(What is asked):
Echo the lines running from the line with "Target: tall window" to the line with "x=488 y=372", both included, and nothing else from the records.

(Input for this task):
************

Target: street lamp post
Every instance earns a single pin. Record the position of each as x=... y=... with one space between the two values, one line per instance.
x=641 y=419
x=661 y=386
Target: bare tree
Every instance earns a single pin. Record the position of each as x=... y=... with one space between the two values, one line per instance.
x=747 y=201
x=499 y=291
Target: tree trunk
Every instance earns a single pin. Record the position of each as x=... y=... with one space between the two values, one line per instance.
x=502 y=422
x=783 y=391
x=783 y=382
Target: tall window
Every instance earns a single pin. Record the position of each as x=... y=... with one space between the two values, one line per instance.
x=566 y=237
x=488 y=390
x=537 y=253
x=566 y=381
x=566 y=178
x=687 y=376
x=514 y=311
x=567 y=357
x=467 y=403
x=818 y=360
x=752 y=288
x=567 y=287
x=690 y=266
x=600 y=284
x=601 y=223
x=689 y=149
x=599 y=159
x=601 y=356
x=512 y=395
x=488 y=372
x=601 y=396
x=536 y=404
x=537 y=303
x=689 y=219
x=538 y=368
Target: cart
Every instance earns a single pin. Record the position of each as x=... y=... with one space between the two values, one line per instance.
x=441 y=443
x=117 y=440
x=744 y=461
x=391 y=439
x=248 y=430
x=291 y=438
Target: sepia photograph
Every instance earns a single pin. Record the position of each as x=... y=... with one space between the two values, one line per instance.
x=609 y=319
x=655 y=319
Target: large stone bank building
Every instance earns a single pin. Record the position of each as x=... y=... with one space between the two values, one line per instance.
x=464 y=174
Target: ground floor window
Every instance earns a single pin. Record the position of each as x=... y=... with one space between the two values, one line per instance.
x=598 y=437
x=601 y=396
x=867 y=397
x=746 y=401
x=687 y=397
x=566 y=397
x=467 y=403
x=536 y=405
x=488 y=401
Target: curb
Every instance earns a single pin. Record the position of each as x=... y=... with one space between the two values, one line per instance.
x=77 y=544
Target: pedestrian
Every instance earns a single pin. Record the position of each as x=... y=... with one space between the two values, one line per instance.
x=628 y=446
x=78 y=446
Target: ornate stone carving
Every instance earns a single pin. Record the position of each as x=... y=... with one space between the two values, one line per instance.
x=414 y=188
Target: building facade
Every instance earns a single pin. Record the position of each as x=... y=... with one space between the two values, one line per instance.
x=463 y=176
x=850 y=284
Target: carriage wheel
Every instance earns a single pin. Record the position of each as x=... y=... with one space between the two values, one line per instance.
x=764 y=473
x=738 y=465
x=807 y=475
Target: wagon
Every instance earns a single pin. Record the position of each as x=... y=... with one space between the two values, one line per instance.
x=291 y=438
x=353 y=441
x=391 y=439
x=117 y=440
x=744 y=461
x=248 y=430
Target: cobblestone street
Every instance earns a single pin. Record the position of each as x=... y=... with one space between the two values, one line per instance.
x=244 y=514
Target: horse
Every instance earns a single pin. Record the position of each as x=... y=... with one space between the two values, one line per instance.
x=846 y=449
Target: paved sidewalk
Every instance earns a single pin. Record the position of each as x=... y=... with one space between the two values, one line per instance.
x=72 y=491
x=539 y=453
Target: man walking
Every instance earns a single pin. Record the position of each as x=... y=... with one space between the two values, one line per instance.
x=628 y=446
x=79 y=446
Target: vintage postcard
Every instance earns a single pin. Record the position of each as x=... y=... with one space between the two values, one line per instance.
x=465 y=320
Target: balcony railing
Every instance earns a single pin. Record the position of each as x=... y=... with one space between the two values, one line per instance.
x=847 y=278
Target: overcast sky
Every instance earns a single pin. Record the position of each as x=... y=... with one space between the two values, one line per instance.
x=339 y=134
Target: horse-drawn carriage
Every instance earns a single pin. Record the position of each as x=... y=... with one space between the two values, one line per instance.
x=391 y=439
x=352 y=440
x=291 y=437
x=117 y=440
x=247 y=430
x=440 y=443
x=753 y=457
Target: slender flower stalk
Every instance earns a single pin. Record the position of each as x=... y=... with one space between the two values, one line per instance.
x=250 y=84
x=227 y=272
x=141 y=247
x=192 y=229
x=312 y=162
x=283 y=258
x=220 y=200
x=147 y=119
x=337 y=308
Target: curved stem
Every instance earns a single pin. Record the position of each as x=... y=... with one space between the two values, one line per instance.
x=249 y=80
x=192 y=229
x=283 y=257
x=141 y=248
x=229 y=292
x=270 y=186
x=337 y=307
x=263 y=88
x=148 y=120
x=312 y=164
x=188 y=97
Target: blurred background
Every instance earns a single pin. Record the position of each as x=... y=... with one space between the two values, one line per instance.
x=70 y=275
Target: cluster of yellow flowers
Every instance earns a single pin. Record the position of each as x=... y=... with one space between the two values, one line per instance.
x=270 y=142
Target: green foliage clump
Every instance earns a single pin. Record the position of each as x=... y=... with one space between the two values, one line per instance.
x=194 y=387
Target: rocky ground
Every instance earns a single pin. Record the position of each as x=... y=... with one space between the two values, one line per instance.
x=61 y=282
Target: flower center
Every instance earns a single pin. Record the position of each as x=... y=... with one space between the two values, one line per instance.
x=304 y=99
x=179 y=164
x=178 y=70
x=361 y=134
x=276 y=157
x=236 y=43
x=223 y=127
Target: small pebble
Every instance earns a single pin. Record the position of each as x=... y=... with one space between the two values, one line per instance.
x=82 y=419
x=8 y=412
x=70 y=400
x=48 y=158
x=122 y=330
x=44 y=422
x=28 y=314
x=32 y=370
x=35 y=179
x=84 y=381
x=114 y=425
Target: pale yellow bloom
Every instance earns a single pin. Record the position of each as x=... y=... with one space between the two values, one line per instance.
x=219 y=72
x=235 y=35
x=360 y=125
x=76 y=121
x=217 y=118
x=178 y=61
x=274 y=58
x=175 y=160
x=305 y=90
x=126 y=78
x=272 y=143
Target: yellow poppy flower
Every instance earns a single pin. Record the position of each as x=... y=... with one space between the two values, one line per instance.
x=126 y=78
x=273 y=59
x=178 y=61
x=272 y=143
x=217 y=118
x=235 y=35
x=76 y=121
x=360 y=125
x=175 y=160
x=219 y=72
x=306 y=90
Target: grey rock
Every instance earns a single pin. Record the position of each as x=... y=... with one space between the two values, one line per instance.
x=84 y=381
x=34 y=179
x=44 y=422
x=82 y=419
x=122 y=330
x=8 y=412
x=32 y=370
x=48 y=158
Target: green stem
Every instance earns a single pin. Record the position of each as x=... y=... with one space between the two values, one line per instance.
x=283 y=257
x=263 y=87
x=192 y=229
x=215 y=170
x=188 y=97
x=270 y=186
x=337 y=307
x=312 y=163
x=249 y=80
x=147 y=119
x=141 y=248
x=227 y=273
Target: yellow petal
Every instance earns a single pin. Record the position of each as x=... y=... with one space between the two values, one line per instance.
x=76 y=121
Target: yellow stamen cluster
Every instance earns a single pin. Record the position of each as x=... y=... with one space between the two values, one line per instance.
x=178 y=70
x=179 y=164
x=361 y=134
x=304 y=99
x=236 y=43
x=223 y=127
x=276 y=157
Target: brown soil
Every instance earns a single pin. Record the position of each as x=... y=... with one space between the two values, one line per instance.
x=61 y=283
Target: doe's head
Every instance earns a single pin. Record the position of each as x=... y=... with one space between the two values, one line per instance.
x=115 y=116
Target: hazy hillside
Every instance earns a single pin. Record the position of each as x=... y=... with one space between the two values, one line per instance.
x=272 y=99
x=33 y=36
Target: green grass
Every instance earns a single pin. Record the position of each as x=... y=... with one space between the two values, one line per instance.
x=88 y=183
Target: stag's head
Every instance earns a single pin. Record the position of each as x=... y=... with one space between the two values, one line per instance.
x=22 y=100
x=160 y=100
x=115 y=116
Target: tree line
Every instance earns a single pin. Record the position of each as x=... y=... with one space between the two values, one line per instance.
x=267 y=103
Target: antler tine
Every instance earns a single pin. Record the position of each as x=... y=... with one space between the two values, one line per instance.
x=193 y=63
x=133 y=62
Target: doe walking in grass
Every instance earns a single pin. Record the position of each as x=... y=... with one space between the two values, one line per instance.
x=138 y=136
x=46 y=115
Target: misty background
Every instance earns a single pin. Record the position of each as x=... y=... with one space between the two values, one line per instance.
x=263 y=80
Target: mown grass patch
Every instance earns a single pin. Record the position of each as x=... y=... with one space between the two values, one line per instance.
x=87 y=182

************

(Response below):
Target: tall window
Every instance earns a single pin. Record the position of each as x=... y=... with one space between the two values, one line per instance.
x=566 y=237
x=488 y=390
x=537 y=253
x=566 y=381
x=566 y=178
x=687 y=376
x=514 y=311
x=567 y=357
x=467 y=403
x=818 y=360
x=752 y=288
x=567 y=287
x=690 y=266
x=600 y=284
x=601 y=223
x=689 y=149
x=599 y=159
x=601 y=356
x=512 y=395
x=488 y=372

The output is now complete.